Referring expression grounding data:
--- START ---

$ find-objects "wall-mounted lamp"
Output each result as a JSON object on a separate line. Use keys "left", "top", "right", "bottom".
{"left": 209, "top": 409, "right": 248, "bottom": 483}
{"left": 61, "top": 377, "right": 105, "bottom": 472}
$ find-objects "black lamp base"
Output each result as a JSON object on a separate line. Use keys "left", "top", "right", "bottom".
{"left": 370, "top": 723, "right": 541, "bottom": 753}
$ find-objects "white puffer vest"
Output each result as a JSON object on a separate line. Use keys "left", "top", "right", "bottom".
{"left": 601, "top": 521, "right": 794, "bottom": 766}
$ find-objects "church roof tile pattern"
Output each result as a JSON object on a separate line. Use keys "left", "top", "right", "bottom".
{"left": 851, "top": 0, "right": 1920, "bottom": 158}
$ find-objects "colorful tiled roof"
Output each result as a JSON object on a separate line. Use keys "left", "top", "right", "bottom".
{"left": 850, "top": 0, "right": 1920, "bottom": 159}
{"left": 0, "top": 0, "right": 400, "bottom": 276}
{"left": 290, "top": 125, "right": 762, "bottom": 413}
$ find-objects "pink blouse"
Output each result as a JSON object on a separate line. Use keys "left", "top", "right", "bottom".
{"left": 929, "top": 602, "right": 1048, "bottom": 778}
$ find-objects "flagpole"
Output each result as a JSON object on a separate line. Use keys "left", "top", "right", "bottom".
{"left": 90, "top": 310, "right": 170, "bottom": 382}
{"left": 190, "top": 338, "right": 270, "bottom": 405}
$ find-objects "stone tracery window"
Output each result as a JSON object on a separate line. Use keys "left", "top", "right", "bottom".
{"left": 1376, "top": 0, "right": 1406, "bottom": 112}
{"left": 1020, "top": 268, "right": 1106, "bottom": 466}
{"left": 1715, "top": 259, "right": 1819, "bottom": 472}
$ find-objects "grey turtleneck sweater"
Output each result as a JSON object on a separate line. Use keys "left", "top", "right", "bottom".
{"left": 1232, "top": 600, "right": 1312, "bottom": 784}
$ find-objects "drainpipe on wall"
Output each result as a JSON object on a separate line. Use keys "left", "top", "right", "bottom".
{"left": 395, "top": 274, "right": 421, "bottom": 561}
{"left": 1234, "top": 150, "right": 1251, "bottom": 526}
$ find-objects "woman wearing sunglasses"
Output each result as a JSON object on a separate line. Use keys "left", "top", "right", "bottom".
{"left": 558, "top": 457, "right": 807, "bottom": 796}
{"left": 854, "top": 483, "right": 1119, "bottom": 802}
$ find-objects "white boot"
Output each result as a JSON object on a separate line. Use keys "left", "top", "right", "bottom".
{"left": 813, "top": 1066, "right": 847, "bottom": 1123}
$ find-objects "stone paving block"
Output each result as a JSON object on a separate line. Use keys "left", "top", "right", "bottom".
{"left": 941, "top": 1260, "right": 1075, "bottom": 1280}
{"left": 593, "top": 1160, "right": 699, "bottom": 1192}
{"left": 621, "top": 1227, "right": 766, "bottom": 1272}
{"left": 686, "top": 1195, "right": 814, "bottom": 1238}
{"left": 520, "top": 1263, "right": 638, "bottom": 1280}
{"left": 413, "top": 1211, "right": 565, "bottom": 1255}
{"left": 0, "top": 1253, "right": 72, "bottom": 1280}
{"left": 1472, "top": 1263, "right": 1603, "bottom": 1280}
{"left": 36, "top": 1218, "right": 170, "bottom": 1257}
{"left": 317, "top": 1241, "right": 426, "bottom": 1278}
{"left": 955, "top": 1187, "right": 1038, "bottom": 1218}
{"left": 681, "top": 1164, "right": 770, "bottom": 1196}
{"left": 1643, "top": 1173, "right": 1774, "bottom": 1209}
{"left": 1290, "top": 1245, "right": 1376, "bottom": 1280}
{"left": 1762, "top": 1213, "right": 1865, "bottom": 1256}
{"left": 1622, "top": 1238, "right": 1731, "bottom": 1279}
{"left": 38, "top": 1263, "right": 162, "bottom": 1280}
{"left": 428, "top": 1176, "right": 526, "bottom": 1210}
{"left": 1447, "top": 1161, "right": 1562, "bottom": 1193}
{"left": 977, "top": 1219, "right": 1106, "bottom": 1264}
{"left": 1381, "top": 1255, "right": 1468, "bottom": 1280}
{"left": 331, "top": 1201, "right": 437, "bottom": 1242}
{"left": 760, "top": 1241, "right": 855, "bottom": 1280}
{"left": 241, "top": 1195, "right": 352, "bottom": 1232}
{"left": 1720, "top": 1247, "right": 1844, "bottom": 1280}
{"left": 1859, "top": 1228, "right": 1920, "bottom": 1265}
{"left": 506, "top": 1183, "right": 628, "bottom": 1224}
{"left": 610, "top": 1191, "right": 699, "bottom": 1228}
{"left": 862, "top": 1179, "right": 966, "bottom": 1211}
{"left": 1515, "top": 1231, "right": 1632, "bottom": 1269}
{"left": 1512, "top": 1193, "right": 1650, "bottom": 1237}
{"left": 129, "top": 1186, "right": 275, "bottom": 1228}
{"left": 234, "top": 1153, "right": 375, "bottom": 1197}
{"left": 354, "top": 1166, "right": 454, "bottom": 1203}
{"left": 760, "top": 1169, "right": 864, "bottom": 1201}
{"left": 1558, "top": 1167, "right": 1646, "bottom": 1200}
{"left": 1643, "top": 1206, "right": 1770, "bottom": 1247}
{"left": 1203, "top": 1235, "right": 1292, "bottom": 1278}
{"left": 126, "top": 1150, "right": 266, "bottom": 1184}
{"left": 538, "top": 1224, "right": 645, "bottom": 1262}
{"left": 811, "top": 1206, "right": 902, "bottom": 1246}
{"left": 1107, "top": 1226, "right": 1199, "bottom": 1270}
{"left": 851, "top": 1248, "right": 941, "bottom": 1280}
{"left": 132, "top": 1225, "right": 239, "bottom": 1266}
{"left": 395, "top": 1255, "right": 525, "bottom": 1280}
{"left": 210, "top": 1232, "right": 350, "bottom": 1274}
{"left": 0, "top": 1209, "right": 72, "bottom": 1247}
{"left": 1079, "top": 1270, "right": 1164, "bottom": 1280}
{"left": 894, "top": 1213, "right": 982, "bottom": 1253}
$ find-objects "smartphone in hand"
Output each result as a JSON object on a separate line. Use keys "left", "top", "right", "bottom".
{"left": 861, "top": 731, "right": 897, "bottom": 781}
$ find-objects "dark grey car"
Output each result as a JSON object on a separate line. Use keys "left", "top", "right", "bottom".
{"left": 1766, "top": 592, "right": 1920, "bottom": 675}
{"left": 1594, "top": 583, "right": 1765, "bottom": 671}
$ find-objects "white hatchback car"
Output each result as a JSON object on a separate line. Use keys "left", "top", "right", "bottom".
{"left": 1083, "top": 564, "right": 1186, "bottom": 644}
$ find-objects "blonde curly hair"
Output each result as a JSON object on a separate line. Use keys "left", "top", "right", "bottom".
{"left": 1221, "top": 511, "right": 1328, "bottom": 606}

--- END ---

### WHAT YOU WILL DO
Count every line that holds the word "grey" in the entries, and state the result alone.

### RESPONSE TO THIS EXERCISE
2